Dr Susan Carland: In some ways, digital vigilantism isn't so different from the wanted posters from the old west. Law enforcement has long depended on the public to assist in identifying and locating criminals, says Monash University criminologist Dr Lennon Chang.
Dr Lennon Chang: Well, digital vigilantism is actually not a new thing. We see vigilantes in the past years, and we see a lot of police and public and private collaboration in crime investigations.
In our everyday life, we see the so-called neighbourhood watch. In your community, you have some very active and enthusiastic people who try to post a lot of things on Facebook, telling you that, “Oh, well, there was someone suspicious in the park. So be careful, watch out. And if anyone can provide any information, that would be perfect.” So this is the way we see how individuals or netizens can help in crime prevention. So I would say it's actually a new thing. It's what we see in our everyday life, it's just the internet has amplified this kind of behaviour and makes people more aware, or more eager, or more interested in participating in this kind of behaviour.
Dr Susan Carland: I actually wondered if ‘Crime Stoppers’ – do you remember that TV show? I wondered if ‘Crime Stoppers’ was perhaps an early analogue version of digital vigilantism in which the police utilised and encouraged asking people to provide information and give these sources for their investigations. Would you see those as connected?
Dr Lennon Chang: Exactly, that's what I'm going to say! In my research, I called internet vigilantism the “Wanted 2.0”, or 3.0, if you’d like to say. The difference between that and internet vigilantism is that the internet has provided a better channel.

— TASKS TO COMPLETE —
a) Quote the stretch of the digital vigilantism interview from "Dr Lennon Chang: Well, digital" through "kind of behaviour.".
b) In two sentences, restate the paragraph of the digital vigilantism interview that begins "Well, digital vigilantism is actually not a new thing."
c) Give what follows in the interview on digital vigilantism, starting after its final sentence.
The data that comes next is from a different source.

— SUPPLIED DATA —

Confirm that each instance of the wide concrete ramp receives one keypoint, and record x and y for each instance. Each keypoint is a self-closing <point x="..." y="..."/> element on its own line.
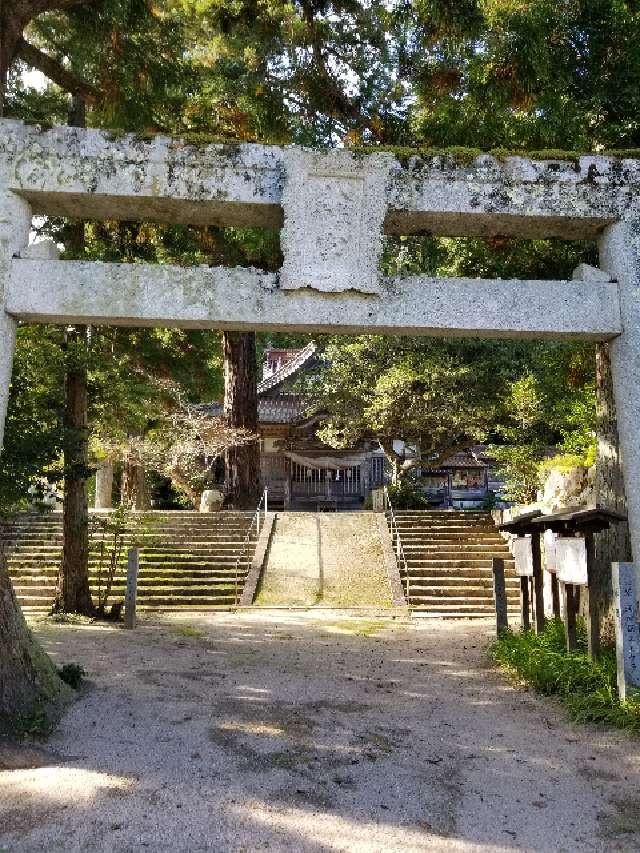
<point x="325" y="560"/>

— ANSWERS TO EACH TASK —
a)
Dr Lennon Chang: Well, digital vigilantism is actually not a new thing. We see vigilantes in the past years, and we see a lot of police and public and private collaboration in crime investigations.
In our everyday life, we see the so-called neighbourhood watch. In your community, you have some very active and enthusiastic people who try to post a lot of things on Facebook, telling you that, “Oh, well, there was someone suspicious in the park. So be careful, watch out. And if anyone can provide any information, that would be perfect.” So this is the way we see how individuals or netizens can help in crime prevention. So I would say it's actually a new thing. It's what we see in our everyday life, it's just the internet has amplified this kind of behaviour and makes people more aware, or more eager, or more interested in participating in this kind of behaviour.

b) Lennon Chang says digital vigilantism is not new, since vigilantes existed in past years. Police have also long worked with the public and private parties on crime investigations.

c)
So in the old days for the wanted, it was more one-direction information feeding. If I know some information, I'll pass it to the police and the police will keep the record. But now it's more like every information has been publicised online, and people will be able to provide further information based on the information that has already been provided.
I always use this as an example to my students. Like if someone posts your photo on Facebook, Susan, students from Monash will say, “Oh, that's my lecturer in Monash.” And then people from Monash will keep – based on the information, provide more information like, “She has been an anchor of What Happens Next?.”
So this is the accumulation of information that wouldn't have been able to be realised in the past wanted system.
Dr Susan Carland: Solving a crime is one thing. Problems arise when an internet vigilante's idea of injustice differs from society's idea of it. Here's Mark Howard. So is it when people feel that the law is not keeping up with what needs to be done in terms of justice and people feel we've got to take it into our own hands?
Dr Mark Howard: Yeah, so certainly historically it's been this idea that, although the agents of vigilantism might support the existing social order and the existing social institutions, they don't think it's doing enough to uphold certain standards. So they'll normally act out to try and enforce a form of punishment that they don't see being delivered by social institutions, or calling out practices that they think our social justice systems are missing, that they think should be included in sort of punitive forms and response.
Dr Susan Carland: Have there ever been times where you think vigilantism has digital vigilantism or otherwise has actually done some good?
Dr Mark Howard: There's sort of two parts of this. So, one of the important things to think about is how this notion of digital vigilantism moves beyond the historical notion of vigilantism. So, the most obvious thing about the practice of digital vigilantism, or DV, is that it involves online direct actions. And what that does is, it brings with it the risks and benefits of information and communication technologies generally.
The digital form multiplies opportunities to monitor and intervene in the lives of others. It can amplify visibility, it can make actions more enduring, and importantly, it can also transcend particular contexts. So we get this cutting across cultural, social, and political boundaries that we may not have seen with vigilantism in, I guess, its original form, or its analogue form.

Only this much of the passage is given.